** begin Supplied data **
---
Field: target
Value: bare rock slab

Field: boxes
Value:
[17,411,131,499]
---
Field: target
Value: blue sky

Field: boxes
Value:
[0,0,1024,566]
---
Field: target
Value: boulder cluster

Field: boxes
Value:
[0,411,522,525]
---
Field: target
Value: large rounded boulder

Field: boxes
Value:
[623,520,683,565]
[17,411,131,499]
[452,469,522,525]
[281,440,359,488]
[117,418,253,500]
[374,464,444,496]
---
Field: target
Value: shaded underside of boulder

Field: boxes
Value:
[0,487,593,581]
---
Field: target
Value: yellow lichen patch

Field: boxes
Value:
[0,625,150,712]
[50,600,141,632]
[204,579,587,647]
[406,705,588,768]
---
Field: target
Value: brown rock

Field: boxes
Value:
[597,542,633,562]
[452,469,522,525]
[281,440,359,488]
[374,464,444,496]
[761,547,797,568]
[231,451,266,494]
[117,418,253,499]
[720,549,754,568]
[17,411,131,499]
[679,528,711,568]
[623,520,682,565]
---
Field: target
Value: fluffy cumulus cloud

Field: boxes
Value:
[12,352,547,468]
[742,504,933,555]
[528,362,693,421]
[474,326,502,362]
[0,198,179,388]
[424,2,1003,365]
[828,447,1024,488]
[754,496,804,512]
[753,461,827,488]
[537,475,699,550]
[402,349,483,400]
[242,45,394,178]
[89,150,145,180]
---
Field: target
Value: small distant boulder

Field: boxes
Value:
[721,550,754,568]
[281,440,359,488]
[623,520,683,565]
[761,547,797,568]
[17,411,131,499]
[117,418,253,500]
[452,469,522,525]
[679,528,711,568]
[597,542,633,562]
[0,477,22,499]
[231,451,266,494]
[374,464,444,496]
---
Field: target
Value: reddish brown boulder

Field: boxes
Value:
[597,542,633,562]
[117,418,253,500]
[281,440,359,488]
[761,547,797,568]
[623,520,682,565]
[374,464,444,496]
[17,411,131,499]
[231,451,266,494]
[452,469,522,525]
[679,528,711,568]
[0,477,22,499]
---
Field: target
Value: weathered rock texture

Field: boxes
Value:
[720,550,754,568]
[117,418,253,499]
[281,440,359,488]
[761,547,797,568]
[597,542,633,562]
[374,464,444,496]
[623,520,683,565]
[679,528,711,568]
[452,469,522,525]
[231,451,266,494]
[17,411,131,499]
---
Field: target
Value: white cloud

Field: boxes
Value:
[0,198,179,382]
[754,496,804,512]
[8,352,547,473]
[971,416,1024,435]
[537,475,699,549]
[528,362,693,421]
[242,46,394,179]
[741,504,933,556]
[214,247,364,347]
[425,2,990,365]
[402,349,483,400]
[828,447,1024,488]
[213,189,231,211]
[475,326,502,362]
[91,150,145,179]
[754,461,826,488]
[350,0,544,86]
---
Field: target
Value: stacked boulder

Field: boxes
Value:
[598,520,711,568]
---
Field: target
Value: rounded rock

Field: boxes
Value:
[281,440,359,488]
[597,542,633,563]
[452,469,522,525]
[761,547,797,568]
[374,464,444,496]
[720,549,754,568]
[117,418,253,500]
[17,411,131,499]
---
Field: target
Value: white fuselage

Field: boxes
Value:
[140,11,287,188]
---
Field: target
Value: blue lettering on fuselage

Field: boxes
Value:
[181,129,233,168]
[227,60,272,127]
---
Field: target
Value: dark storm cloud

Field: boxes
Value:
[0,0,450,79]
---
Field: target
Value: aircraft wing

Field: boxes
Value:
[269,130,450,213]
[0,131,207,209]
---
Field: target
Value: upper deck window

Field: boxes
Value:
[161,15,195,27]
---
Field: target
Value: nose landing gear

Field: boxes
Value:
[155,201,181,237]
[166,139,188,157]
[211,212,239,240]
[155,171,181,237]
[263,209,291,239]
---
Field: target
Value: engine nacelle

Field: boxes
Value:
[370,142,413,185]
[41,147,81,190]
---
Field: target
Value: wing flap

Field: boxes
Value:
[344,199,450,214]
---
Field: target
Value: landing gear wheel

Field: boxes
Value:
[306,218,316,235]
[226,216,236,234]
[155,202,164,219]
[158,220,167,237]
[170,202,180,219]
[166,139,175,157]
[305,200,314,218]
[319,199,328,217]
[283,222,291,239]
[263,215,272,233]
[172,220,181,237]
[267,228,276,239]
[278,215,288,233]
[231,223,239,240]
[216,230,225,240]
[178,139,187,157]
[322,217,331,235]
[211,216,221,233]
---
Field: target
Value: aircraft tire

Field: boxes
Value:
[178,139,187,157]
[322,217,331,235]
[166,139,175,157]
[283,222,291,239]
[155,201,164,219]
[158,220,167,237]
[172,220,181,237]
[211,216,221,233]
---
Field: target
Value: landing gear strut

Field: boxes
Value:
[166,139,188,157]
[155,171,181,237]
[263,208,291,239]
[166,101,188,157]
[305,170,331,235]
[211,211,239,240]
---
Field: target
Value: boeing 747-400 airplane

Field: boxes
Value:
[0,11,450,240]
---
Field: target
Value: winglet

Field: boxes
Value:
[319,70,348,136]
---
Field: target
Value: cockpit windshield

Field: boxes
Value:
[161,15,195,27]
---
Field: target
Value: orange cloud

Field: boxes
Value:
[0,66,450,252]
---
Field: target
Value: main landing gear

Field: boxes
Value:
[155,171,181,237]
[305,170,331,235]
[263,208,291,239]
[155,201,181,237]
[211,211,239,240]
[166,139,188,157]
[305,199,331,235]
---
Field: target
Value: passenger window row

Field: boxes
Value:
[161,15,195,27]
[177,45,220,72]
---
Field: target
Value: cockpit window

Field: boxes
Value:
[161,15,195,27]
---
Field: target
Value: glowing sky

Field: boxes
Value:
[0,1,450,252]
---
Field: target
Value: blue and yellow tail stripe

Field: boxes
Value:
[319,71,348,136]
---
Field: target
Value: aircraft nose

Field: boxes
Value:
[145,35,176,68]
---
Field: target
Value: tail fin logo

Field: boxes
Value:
** end Supplied data **
> [Task statement]
Print every line of the rows above without changing anything.

> [Solution to the problem]
---
Field: target
Value: bare rock slab

Field: boxes
Value:
[17,411,131,499]
---
Field: target
Value: blue sky

Field: boxes
Value:
[0,0,1024,566]
---
Field: target
Value: boulder cluster

Field: boxes
Value:
[0,411,522,525]
---
Field: target
Value: large rounded boulder

Field: boxes
Value:
[623,520,683,565]
[17,411,131,499]
[452,469,522,525]
[281,440,359,488]
[117,418,253,500]
[374,464,444,496]
---
Field: target
Value: shaded underside of boulder

Field: boxes
Value:
[0,487,593,581]
---
Field: target
Value: yellow lichen patch

Field: boxes
Value:
[0,625,150,712]
[50,600,141,632]
[204,579,587,647]
[406,705,588,768]
---
Field: target
Value: brown rock

Field: boxes
Value:
[597,542,633,562]
[452,469,522,525]
[281,440,359,488]
[374,464,444,496]
[761,547,797,568]
[231,451,266,494]
[117,418,253,499]
[720,549,754,568]
[17,411,131,499]
[679,528,711,568]
[623,520,682,565]
---
Field: target
Value: fluffy cumulus cloud

Field: boxes
Value:
[12,352,547,468]
[742,504,933,555]
[528,362,693,421]
[474,326,502,362]
[0,198,179,388]
[424,2,1003,365]
[828,447,1024,488]
[754,496,804,512]
[753,461,827,488]
[537,475,699,550]
[402,349,483,400]
[242,45,394,178]
[89,150,145,180]
---
Field: target
Value: small distant boulder

Field: boxes
Value:
[721,550,754,568]
[281,440,359,488]
[623,520,683,565]
[761,547,797,568]
[17,411,131,499]
[117,418,253,500]
[452,469,522,525]
[679,528,711,568]
[597,542,633,562]
[0,477,22,499]
[231,451,266,494]
[374,464,444,496]
---
Field: target
Value: reddish brown boulder

Field: boxes
Value:
[597,542,633,562]
[117,418,253,500]
[281,440,359,488]
[761,547,797,568]
[623,520,682,565]
[374,464,444,496]
[17,411,131,499]
[231,451,266,494]
[452,469,522,525]
[679,528,711,568]
[0,477,22,499]
---
Field: target
Value: weathered rock texture

Field: boxes
Value:
[720,550,754,568]
[117,418,253,499]
[281,440,359,488]
[761,547,797,568]
[597,542,633,562]
[374,464,444,496]
[623,520,683,565]
[679,528,711,568]
[452,469,522,525]
[231,451,266,494]
[17,411,131,499]
---
Field: target
Value: white cloud

Field: boxes
Value:
[0,198,179,382]
[754,496,804,512]
[8,352,547,473]
[971,416,1024,435]
[537,475,699,549]
[528,362,693,421]
[242,46,394,179]
[741,504,933,556]
[214,247,364,347]
[425,2,990,365]
[402,349,483,400]
[828,447,1024,488]
[213,189,231,211]
[475,326,502,362]
[91,150,145,179]
[754,461,826,488]
[350,0,544,86]
---
Field: target
Value: stacked boulder

Field: boxes
Value:
[598,520,711,568]
---
Field: target
Value: rounded rock

Field: boxes
Value:
[281,440,359,488]
[597,542,633,563]
[452,469,522,525]
[761,547,797,568]
[374,464,444,496]
[720,549,754,568]
[117,418,253,500]
[17,411,131,499]
---
Field: target
Value: white fuselage

Field: boxes
Value:
[140,11,287,188]
---
Field: target
Value: blue lettering on fuselage

Field: boxes
Value:
[181,129,233,168]
[227,60,272,127]
---
Field: target
Value: dark storm cloud

Field: boxes
Value:
[0,0,450,79]
---
Field: target
Value: aircraft wing

Field: boxes
Value:
[269,130,450,213]
[0,131,207,209]
---
Field: target
Value: upper deck window

Field: boxes
Value:
[161,15,195,27]
---
Field: target
Value: nose landing gear

Field: boxes
Value:
[155,201,181,237]
[166,139,188,157]
[211,212,239,240]
[155,171,181,237]
[263,209,291,239]
---
Field: target
Value: engine nacelle

Field: boxes
Value:
[370,142,413,185]
[41,147,81,190]
---
Field: target
Value: wing flap

Field: boxes
Value:
[344,199,450,214]
---
Field: target
Value: landing gear wheel

Field: boxes
Value:
[306,218,316,235]
[226,216,236,234]
[155,202,164,219]
[158,220,167,237]
[170,202,180,219]
[166,139,175,157]
[305,200,314,218]
[319,199,328,217]
[283,222,291,239]
[263,215,272,233]
[172,220,181,237]
[267,228,276,239]
[278,215,288,233]
[231,223,239,240]
[216,230,225,240]
[178,139,187,157]
[322,217,331,235]
[211,216,221,233]
---
Field: target
Value: aircraft tire

Field: boxes
Value:
[178,139,187,157]
[322,217,331,235]
[166,139,175,157]
[283,222,291,239]
[155,201,164,219]
[158,220,167,237]
[172,220,181,237]
[211,216,221,233]
---
Field: target
Value: landing gear strut

Field: boxes
Value:
[166,139,188,157]
[155,171,181,237]
[263,208,291,239]
[166,101,188,157]
[305,170,331,235]
[211,211,239,240]
---
Field: target
Value: boeing 747-400 airplane

Field: boxes
Value:
[0,11,450,240]
---
Field: target
Value: winglet

Field: boxes
Value:
[319,70,348,136]
---
Field: target
Value: cockpit windshield

Field: boxes
Value:
[161,15,195,27]
---
Field: target
Value: orange cloud

Field: boxes
Value:
[0,66,450,252]
---
Field: target
Value: main landing gear

Field: boxes
Value:
[155,171,181,237]
[305,170,331,235]
[263,208,291,239]
[155,201,181,237]
[211,211,239,240]
[166,139,188,157]
[305,199,331,235]
---
Field: target
Value: passenger window row

Field: boxes
Value:
[161,15,195,27]
[177,45,220,72]
---
Field: target
Value: cockpit window

Field: boxes
Value:
[161,15,195,27]
---
Field: target
Value: glowing sky

Field: boxes
Value:
[0,1,450,252]
---
Field: target
Value: blue and yellow tail stripe

Field: boxes
Value:
[319,71,348,136]
---
Field: target
Value: aircraft nose

Field: boxes
Value:
[145,35,176,68]
---
Field: target
Value: tail fin logo

Field: boxes
Value:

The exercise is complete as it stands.